Format every line of the data as a JSON list of strings, one string per line, with blank lines left out.

# Available records start

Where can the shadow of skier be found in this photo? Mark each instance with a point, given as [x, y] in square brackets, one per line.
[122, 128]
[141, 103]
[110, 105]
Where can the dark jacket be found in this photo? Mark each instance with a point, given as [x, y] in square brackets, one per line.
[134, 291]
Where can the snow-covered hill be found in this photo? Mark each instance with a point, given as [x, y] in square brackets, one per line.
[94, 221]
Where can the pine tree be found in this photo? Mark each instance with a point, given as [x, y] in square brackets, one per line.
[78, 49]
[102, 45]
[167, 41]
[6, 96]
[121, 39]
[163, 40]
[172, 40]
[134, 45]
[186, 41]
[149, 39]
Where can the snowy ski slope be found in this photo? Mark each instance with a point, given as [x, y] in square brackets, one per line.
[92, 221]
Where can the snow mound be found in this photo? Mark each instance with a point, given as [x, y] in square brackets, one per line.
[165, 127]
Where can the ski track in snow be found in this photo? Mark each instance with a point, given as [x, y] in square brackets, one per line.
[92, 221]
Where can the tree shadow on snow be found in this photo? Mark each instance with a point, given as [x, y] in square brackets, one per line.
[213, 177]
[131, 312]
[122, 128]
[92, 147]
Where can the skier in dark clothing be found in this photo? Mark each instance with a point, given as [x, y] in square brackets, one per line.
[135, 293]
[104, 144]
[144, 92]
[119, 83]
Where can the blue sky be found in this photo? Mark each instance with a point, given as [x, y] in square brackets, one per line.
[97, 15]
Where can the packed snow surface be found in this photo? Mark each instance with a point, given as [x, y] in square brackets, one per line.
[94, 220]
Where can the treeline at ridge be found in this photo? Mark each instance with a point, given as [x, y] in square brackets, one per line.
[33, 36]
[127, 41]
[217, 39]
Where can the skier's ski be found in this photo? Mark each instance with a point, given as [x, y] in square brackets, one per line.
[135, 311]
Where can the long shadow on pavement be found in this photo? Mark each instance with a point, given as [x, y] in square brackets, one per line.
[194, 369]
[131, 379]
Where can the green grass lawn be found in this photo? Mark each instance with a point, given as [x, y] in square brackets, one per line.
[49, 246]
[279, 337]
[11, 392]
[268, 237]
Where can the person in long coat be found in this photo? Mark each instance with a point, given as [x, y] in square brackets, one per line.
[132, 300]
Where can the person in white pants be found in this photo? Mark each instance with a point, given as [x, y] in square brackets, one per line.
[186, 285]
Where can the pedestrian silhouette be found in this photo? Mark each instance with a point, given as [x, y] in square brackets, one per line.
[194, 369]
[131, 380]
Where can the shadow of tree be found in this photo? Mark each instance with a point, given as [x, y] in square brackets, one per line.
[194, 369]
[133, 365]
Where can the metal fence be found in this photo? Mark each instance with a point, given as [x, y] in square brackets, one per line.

# Available records end

Final answer:
[
  "Where can the shadow of skier be found in this photo? Mark each instance with a point, given as [x, y] in square brackets, one per line.",
  "[122, 128]",
  "[141, 103]",
  "[110, 105]",
  "Where can the dark jacket be found in this photo? Mark each instance with a point, given as [x, y] in square brackets, one per line.",
  "[134, 291]",
  "Where can the snow-covered hill be found in this photo? Mark each instance with a point, given as [x, y] in square brackets, one per line.",
  "[94, 221]",
  "Where can the pine tree be found in this photo? Mark each instance with a point, given as [x, y] in square brackets, one per line.",
  "[78, 49]",
  "[102, 45]",
  "[167, 41]",
  "[6, 96]",
  "[121, 39]",
  "[163, 40]",
  "[172, 40]",
  "[134, 45]",
  "[186, 41]",
  "[149, 39]",
  "Where can the snowy ski slope be found in this photo? Mark each instance with a point, given as [x, y] in square brackets, one per line.",
  "[92, 221]",
  "Where can the snow mound be found in this photo? Mark each instance with a point, given as [x, y] in square brackets, one per line.",
  "[165, 127]",
  "Where can the ski track in snow be found in this photo? Mark each instance with a point, given as [x, y] in square brackets, one per line.",
  "[92, 221]",
  "Where can the tree shadow on snow be found in this photo? Mark each instance with a point, given as [x, y] in square brackets, one per line.",
  "[213, 177]",
  "[131, 312]",
  "[122, 128]",
  "[92, 147]",
  "Where can the skier in dark clothing be found in this photo? Mark each instance with a point, given as [x, y] in square brackets, one per line.",
  "[135, 293]",
  "[104, 144]",
  "[144, 92]",
  "[119, 83]",
  "Where can the blue sky be found in this photo? Mark each instance with a point, given as [x, y] in square brackets, one per line.",
  "[97, 15]",
  "Where can the packed snow surface be found in this photo? Mark each instance with a point, given as [x, y] in square brackets, one per line.",
  "[94, 220]",
  "Where can the treeline at ridge be found in this photo? Mark each instance with a point, given as [x, y] in square brackets, one per line.",
  "[33, 36]",
  "[127, 41]",
  "[217, 39]",
  "Where can the skier's ski be found in this photo? Mark each instance with a point, given as [x, y] in square brackets, one per line.",
  "[135, 311]",
  "Where can the long shadow on pavement be found in this photo? Mark each instance with a point, given as [x, y] in square brackets, one per line.",
  "[194, 369]",
  "[131, 379]",
  "Where can the green grass lawn be found in this photo? Mark each instance with a point, given as [x, y] in square brackets, one per line.",
  "[49, 246]",
  "[279, 337]",
  "[11, 392]",
  "[268, 237]",
  "Where can the person in long coat be found in this photo? Mark each instance with a point, given as [x, y] in square brackets, one per line.",
  "[132, 300]",
  "Where can the person in white pants be found in this photo? Mark each instance with a point, given as [x, y] in square brackets, one per line.",
  "[186, 285]",
  "Where can the pedestrian silhouette be found in this photo? Mark each instance with a point, given as [x, y] in square brackets, one per line.",
  "[194, 369]",
  "[131, 380]",
  "Where can the shadow of tree be found in this photo? Mark each instance with a point, given as [x, y] in square brackets, one per line.",
  "[194, 369]",
  "[133, 365]",
  "Where can the metal fence be found in this photo? Mark each instance with a point, given as [x, y] in square brackets, one per line."
]